* [TASK ITEM]: Go through the records, and copy each line in which the string "wicker" is present.

* [ENTRIES SUPPLIED]:
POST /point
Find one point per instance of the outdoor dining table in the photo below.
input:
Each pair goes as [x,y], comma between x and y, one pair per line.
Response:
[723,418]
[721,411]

--

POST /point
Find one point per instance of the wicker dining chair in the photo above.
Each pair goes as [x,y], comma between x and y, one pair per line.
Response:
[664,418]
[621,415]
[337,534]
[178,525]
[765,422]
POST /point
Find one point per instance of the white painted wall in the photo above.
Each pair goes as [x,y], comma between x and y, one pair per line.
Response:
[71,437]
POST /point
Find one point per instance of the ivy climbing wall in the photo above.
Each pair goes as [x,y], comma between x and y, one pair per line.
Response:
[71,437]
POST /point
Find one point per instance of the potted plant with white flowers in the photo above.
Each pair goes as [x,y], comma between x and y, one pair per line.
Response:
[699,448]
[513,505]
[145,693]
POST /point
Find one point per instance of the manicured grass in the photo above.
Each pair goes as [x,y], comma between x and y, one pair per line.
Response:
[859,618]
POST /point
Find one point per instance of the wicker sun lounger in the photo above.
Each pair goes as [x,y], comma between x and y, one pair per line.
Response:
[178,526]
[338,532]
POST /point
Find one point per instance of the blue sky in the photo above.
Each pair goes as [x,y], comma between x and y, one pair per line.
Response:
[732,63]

==

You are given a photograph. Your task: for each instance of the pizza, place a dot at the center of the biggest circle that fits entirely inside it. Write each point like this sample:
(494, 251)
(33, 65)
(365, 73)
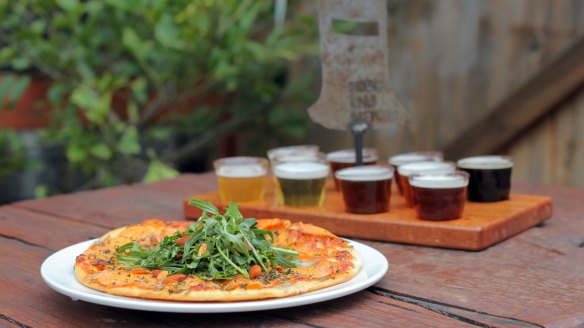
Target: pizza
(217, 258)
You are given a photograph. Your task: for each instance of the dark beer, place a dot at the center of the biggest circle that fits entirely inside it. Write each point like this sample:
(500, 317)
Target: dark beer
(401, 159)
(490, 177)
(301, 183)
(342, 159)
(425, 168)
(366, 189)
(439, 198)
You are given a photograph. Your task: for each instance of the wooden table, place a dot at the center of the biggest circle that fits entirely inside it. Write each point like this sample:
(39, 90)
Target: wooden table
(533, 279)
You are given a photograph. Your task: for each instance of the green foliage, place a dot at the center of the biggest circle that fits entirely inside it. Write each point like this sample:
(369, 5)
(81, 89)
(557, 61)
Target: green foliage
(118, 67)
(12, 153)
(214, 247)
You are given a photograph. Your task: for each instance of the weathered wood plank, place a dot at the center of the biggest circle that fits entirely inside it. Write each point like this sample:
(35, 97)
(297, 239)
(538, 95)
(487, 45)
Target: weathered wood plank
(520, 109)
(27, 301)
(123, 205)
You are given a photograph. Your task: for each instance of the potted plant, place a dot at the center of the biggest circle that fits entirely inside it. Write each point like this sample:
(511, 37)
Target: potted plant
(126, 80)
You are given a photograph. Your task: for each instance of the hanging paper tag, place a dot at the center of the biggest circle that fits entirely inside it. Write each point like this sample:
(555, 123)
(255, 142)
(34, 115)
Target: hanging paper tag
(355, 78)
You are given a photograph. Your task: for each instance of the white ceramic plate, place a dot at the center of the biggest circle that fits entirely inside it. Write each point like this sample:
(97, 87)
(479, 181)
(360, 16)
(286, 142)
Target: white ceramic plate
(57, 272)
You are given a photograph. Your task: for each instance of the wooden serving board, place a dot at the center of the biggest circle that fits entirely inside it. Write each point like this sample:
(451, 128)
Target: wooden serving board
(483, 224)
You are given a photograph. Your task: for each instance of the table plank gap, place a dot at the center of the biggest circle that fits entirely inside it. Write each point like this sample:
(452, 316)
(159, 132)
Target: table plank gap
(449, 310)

* [RESPONSE FOR THIS EXERCISE]:
Find one point per instance of the wicker dining chair in the photo above.
Find one point per instance of the wicker sun lounger in the photo above.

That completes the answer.